The task ▸ Quote each line exactly, from the line that contains "Target: silver necklace" down to the last line of the listing, and no other lines.

Extracted data ▸
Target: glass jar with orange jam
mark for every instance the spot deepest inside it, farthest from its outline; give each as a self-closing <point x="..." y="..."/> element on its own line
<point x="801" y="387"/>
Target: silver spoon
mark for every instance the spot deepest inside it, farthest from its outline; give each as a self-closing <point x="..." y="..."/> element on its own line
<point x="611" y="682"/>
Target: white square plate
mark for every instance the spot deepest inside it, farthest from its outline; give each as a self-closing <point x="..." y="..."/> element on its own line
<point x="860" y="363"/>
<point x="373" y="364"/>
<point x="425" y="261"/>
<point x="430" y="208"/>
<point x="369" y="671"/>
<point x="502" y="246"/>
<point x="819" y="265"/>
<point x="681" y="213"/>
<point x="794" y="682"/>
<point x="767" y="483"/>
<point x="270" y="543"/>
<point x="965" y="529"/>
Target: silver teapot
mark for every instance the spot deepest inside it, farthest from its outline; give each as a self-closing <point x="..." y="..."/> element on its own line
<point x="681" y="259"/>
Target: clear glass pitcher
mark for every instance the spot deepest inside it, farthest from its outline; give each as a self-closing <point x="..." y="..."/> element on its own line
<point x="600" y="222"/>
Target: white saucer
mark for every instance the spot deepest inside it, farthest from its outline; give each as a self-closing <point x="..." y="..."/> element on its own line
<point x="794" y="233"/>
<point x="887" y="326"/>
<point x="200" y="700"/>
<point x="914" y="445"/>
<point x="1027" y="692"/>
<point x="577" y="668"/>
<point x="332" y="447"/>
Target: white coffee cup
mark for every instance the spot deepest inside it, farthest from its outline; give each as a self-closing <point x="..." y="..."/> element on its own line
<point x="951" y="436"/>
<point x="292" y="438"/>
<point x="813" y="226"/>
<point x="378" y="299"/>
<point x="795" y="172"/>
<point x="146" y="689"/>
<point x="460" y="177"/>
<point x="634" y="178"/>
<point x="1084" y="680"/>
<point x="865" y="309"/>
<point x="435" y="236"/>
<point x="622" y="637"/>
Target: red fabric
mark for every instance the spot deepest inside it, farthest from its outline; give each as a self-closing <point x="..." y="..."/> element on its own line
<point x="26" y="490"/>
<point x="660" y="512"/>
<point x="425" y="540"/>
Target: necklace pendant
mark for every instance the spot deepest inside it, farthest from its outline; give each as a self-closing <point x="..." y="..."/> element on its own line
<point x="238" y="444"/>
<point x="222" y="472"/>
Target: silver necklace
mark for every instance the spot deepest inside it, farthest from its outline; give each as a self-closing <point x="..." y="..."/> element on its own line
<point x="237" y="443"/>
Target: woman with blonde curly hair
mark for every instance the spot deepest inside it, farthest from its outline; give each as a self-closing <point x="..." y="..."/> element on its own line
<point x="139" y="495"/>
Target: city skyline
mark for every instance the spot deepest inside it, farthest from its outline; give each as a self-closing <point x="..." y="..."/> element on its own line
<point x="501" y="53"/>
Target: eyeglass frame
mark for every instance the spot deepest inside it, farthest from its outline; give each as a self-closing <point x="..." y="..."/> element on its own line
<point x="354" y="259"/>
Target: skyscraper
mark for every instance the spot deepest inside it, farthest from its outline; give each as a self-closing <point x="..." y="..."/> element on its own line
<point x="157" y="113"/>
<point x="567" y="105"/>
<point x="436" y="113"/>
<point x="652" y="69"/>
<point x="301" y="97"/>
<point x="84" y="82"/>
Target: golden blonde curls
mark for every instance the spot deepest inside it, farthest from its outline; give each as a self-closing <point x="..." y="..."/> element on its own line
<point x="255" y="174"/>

Answer to the problem ▸
Target: silver necklace
mark for every instance the spot deepest inside it, farthest from its outline; give each as a self-closing <point x="..." y="..."/> element on its own line
<point x="237" y="443"/>
Target: woman with blonde curly hair
mark for every instance the spot deepest inside it, farthest from its outline; give each as a self-closing <point x="..." y="..."/> element on its own line
<point x="139" y="495"/>
Target: city skyline
mark for every instance the spot deepest inside it, farthest from its outline; give each as a self-closing <point x="..." y="..."/> element on its own line
<point x="501" y="53"/>
Target: eyeglass frame
mark for every instance the spot deepest inside it, farthest from its outline; give each as a self-closing <point x="..." y="..."/> element on its own line
<point x="354" y="259"/>
Target: skyscraper
mark for every instance the spot deepest inside it, farthest from its outline; give each as a self-closing <point x="..." y="..."/> element on its own line
<point x="157" y="113"/>
<point x="567" y="105"/>
<point x="436" y="113"/>
<point x="652" y="69"/>
<point x="301" y="97"/>
<point x="84" y="82"/>
Target: golden blonde curls
mark for every instance the spot deepest inside it, farthest from its outline; give each as a self-closing <point x="..." y="..."/> element on its own line
<point x="255" y="174"/>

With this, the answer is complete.